**TASKS FOR THIS EXERCISE**
1 - Rewrite the paragraph of the scouring cleanser text that begins "Such products can take the form" as a short bulleted list that keeps its main facts.
2 - Answer these questions from the scouring cleanser text, one line each, marking your answers (a), (b) and (c):
(a) What two essential ingredients do scouring cleansers contain?
(b) Above about what particle size are sieves normally used to determine particle sizes?
(c) What average particle size have the abrasive powders used so far in commercial household scouring cleansers had?
3 - Translate this sentence from the scouring cleanser text into Spanish: "Micron sizes have reference to nominal diameters of particles, as it is not possible to define accurately the diameter of an irregular-shaped particle."

**DOCUMENT EXTRACT**
--- --- ---
Scouring cleansers contain as essential ingredients a surfactant and an abrasive powder.

Such products can take the form of powders, solid blocks, pastes and pourable liquids. The choice of material for use as abrasive in scouring cleansers has always involved making a compromise between efficiency in removing tough soils and minimising damage to delicate surfaces. In general hard abrasives and relatively large particles are good for removal of difficult soils such as burnt foodstuffs adhering to cooking utensils, whereas softer abrasives and smaller particles cause less scratching and other abrasion of substrates from which the soil is to be removed. It has long been recognised that fineness of the abrasive is of the greatest importance for a good and effective cleanser.

The usage in the scouring cleanser art has been to express particle size of abrasives in terms of proportions by weight of abrasive passing or held on a sieve of a given mesh number, or as a series of ranges of particle sizes in micro microns, or, less precisely, as an average particle size in microns. Micron sizes have reference to nominal diameters of particles, as it is not possible to define accurately the diameter of an irregular-shaped particle. Sieves are normally used for determination of particle sizes above about 40 microns, but for smaller sizes sieving is impracticable and various methods giving slightly differing results are employed. Mesh sizes corresponding to sieves are correlated with diameters in microns according to the system of sieve used.Using other methods, such as the Coulter (Registered Trade Mark) counter or the photosedimentometer methods, particle size is expressed in microns. In this specification particle size of abrasives is expressed in microns as mesh sizes provide inadequate definition.

The literature indicates that abrasives used in household scouring cleansers should have particle sizes mostly below 75 microns, and that particles of size within the range of 10 to 50 microns are particularly effective when calcite is used. The abrasive powders hitherto used in commercial household scouring cleansers have particle sizes ranging from below 1 micron to about 100 or 125 microns, with an average particle size of between 10 and 50 microns, irrespective of the material used as abrasive. In such abrasive powders there is a concentration of particles of from 10 to 50 microns diameter, with amounts of particles below and above this range decreasing as the difference from the average particle size increases. As abrasive powders incorporated in scouring cleansers are in practice made by grinding or crushing minerals, the powders obtained have a very wide range of particle sizes.As coarse particles tend to cause obvious scratching and very fine particles are ineffective as abrasives, the commercial producer of abrasive powders used in household scouring cleansers operates a sizereduction process in such a way as to produce an optimum average particle size and as narrow a range of particle sizes centred on this optimum as can be achieved without using a costly sieving step.
--- --- ---
**EXCERPTED DATA**
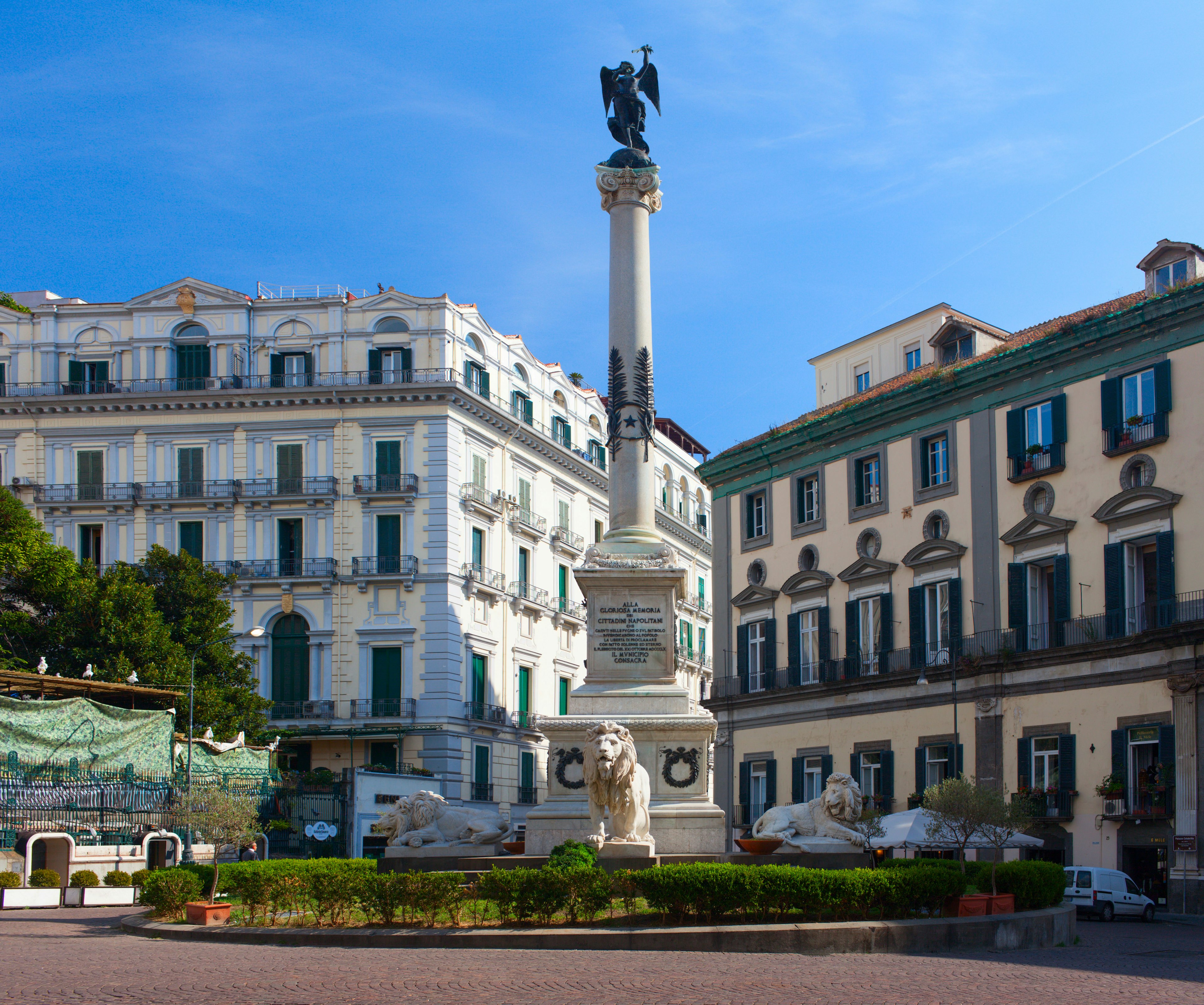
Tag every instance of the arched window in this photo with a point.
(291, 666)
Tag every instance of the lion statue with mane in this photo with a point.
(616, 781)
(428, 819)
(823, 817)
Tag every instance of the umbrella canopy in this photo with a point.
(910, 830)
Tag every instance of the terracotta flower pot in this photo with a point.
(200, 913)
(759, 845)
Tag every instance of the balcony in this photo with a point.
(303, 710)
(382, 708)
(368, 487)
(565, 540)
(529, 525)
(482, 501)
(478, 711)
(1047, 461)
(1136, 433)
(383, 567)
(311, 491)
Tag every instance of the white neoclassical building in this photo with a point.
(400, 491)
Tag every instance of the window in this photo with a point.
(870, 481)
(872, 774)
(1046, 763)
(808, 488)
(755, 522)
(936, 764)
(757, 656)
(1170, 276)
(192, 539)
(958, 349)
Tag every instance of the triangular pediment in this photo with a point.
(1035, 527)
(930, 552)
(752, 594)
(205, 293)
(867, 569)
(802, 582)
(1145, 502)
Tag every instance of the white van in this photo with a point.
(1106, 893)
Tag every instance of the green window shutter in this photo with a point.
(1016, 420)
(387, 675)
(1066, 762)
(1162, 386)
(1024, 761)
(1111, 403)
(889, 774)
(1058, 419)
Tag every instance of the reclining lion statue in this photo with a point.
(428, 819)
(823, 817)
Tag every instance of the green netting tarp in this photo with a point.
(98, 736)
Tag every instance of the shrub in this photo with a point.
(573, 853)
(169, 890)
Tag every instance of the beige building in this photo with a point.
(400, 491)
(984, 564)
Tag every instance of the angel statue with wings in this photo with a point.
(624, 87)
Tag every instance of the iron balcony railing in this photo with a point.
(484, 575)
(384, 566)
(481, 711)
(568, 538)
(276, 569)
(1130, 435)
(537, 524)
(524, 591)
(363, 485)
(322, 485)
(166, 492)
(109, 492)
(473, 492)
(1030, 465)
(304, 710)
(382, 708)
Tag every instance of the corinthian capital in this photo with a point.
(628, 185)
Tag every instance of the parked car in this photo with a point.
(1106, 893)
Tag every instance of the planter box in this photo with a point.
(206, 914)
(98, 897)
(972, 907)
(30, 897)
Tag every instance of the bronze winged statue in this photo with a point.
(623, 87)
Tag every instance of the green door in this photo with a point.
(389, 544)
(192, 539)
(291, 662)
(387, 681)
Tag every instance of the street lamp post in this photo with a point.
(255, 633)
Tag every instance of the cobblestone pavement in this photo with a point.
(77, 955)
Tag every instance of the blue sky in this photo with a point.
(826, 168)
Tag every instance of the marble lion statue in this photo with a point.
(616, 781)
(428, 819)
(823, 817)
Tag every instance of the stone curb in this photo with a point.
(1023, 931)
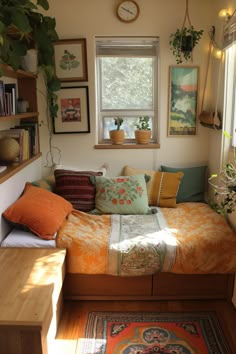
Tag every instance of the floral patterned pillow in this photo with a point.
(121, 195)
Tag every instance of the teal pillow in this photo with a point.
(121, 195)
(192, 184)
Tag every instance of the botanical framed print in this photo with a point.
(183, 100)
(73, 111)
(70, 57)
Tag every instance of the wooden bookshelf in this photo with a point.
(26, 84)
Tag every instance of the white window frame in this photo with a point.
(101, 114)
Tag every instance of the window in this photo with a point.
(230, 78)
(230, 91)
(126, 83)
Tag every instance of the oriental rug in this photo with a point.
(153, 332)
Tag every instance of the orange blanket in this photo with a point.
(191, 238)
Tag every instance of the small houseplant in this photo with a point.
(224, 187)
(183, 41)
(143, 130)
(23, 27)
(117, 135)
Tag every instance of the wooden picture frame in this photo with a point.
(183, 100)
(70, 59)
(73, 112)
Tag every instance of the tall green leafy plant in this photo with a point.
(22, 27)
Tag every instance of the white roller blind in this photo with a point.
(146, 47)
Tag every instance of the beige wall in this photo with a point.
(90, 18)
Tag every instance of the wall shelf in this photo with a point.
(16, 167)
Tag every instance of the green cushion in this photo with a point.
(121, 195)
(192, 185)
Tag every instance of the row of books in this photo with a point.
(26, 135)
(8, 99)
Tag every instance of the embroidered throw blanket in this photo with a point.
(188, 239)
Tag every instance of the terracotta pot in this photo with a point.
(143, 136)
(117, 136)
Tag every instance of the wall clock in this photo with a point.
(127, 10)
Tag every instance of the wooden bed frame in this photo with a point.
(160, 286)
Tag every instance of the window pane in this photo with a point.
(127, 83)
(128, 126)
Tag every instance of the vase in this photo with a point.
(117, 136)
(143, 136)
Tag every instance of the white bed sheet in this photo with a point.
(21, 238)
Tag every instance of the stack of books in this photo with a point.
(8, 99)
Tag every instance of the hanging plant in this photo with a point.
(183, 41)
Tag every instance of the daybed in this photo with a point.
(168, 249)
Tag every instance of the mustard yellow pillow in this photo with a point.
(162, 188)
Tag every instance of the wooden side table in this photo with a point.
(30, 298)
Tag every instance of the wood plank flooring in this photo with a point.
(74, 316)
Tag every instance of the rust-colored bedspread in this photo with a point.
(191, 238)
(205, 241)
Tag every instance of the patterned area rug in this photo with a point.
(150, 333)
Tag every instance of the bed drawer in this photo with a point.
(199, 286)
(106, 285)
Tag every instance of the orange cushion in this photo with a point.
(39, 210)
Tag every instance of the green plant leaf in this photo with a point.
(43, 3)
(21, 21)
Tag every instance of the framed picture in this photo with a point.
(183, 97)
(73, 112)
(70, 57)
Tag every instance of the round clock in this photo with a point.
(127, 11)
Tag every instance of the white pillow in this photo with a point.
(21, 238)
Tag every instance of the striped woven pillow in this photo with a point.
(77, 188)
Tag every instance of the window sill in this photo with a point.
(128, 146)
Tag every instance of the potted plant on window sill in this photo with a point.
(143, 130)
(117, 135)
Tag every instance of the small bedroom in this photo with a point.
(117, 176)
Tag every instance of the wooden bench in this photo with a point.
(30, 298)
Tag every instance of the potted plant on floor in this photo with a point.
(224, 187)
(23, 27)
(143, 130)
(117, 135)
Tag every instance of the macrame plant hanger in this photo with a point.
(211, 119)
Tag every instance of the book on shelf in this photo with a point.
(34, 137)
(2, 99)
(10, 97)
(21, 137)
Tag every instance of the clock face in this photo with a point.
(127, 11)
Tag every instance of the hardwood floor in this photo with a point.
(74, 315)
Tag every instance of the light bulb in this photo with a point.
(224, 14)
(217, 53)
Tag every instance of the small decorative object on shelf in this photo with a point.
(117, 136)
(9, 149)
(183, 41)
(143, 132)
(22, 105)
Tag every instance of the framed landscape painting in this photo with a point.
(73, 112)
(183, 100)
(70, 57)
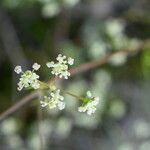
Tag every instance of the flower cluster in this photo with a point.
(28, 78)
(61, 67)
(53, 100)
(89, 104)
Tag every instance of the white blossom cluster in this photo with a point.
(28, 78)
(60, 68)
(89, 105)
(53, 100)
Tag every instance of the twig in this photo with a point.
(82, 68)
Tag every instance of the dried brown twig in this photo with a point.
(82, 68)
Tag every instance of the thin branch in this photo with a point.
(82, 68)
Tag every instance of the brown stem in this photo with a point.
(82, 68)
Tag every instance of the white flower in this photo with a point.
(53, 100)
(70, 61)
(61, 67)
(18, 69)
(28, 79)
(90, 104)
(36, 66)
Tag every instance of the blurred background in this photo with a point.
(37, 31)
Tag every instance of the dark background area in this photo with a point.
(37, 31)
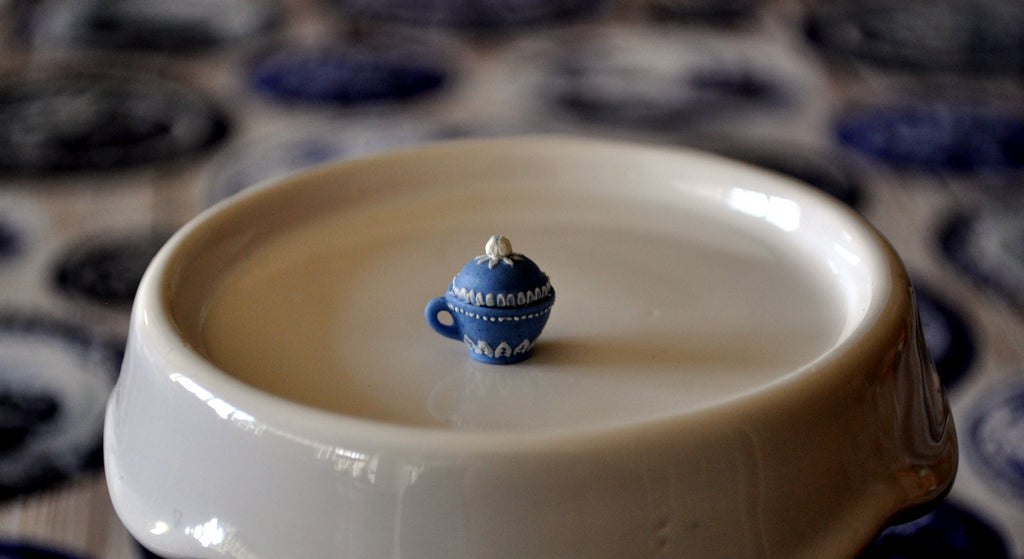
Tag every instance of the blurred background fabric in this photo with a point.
--- --- ---
**SOLUTIONS FOR EACH TASK**
1 -
- Scouring cleansers come as powders, solid blocks, pastes and pourable liquids.
- Choosing an abrasive has always meant balancing the removal of tough soils against minimizing damage to delicate surfaces.
- Hard abrasives and relatively large particles work well on difficult soils such as burnt food stuck to cooking utensils.
- Softer abrasives and smaller particles cause less scratching and other abrasion of the surface being cleaned.
- Fineness of the abrasive has long been recognized as most important for a good, effective cleanser.

2 -
(a) A surfactant and an abrasive powder.
(b) About 40 microns.
(c) Between 10 and 50 microns.

3 - Los tamaños en micras se refieren a diámetros nominales de las partículas, ya que no es posible definir con precisión el diámetro de una partícula de forma irregular.